SELECTION.
>> BEGIN

1

I'm replacing the SMD LEDs on my instrument gauge cluster in my truck with a new color LED. While attempting to remove one of the original LEDs, the solder pads came off from both the positive and negative contact points. One of the pads is salvageable (still attached to the light I removed), but the other is not. Please advise. It is neither visually appealing, nor safe to be traveling at night without an illuminated speedometer.

I visited a computer repair shop in town and they said if a solder pad is gone, there is no way to repair it. They advised me to buy a new instrument cluster at a cost of $150-$200.

Online I found a suggestion to fix. Buy silver based conductive epoxy. Place where pad was. Make sure it is touching an exposed lead. Either attach light to epoxy while curing, or let cure, then solder the light to the cured epoxy.

>> END

SUPPLIED MATERIAL.
>> BEGIN

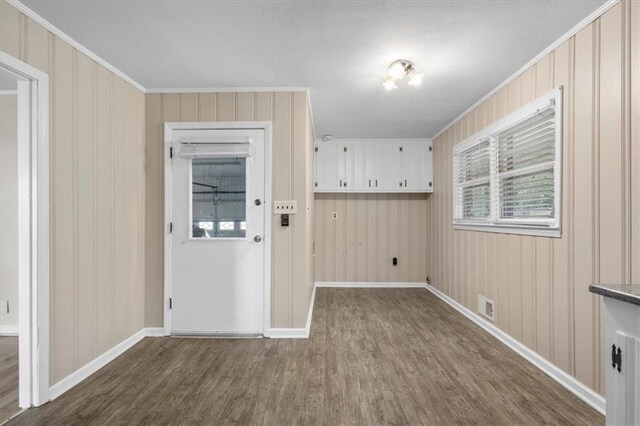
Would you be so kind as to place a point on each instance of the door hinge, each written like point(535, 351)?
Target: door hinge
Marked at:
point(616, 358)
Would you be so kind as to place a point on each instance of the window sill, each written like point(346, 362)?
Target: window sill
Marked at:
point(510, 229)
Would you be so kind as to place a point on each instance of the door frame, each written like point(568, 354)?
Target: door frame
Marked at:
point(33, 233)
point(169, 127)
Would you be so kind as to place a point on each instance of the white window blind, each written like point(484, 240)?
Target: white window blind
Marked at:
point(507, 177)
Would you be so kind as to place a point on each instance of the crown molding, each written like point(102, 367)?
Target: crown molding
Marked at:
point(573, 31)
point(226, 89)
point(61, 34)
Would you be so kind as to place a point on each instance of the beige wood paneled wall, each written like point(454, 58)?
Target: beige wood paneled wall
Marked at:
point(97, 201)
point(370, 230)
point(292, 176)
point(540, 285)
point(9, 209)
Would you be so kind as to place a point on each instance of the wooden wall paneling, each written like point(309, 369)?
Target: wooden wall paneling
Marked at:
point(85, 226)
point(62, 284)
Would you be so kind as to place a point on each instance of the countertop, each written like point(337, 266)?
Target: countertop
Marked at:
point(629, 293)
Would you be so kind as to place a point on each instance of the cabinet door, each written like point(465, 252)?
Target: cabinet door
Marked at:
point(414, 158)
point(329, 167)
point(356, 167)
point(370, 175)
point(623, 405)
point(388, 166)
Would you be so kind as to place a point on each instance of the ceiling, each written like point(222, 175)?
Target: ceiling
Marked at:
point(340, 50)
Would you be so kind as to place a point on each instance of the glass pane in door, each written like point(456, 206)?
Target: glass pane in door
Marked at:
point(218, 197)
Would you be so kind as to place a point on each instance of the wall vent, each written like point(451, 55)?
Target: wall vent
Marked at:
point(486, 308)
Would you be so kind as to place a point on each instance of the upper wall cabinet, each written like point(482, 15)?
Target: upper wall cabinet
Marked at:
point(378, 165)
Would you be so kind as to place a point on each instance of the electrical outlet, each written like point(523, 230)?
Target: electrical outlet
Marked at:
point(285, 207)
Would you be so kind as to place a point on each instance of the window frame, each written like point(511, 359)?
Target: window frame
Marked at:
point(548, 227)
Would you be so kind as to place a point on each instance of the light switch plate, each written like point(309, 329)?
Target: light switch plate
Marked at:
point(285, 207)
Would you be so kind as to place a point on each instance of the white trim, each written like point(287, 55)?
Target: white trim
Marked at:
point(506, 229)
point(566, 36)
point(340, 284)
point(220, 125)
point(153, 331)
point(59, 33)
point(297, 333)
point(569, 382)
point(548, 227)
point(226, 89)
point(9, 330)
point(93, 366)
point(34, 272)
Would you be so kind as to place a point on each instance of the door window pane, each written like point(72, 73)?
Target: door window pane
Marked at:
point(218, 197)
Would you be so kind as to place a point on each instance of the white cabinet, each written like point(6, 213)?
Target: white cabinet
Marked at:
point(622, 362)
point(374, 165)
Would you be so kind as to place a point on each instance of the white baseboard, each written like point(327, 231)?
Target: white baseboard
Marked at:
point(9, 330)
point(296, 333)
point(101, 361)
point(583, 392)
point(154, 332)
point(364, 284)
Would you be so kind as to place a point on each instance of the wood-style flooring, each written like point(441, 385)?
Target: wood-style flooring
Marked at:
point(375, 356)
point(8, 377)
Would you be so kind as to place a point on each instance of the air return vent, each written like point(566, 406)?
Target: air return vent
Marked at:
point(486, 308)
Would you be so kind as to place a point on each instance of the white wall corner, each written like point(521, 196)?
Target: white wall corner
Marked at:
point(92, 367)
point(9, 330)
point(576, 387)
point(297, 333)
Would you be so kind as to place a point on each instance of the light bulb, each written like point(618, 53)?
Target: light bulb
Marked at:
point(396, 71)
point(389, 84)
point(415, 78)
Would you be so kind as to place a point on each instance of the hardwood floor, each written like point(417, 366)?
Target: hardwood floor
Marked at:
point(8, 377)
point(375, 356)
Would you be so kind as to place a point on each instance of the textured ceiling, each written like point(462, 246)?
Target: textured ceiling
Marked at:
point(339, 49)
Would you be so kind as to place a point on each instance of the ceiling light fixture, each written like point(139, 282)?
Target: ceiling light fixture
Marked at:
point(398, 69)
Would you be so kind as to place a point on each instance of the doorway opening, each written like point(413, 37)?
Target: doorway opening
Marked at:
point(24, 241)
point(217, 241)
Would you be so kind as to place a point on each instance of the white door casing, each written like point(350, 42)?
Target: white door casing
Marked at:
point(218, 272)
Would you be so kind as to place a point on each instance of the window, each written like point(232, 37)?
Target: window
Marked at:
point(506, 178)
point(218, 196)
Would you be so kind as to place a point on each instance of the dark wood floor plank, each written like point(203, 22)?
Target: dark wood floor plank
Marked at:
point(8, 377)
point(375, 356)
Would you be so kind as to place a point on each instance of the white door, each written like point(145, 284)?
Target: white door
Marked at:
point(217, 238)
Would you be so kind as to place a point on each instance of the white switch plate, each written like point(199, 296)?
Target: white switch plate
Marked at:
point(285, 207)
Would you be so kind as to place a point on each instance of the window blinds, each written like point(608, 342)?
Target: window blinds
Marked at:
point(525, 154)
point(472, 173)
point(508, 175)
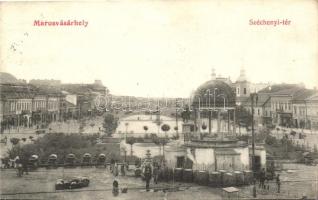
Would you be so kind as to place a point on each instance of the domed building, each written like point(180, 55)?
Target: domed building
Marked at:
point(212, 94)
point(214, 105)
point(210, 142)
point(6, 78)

>> END

GIVEN PROBLEM. Pick up the solder pad text after its final sentence and keep writing it. The items were drawn from a different source.

RESPONSE TO THE EXERCISE.
Also I saw a suggestion of using copper wire to make a bridge. With the method, I didn’t know where to scrape the green area to expose copper below. Nor what, nor where to connect that wire to beyond the LED. Also I had questions of how and where to create the new contact points, being that there is a positive and negative side. I’m sure the created new contact points wouldn’t be created too far away, but placement of the light is important because they are designed to be in the original place for a reason.

I am also open to any and all ideas I have not mentioned above.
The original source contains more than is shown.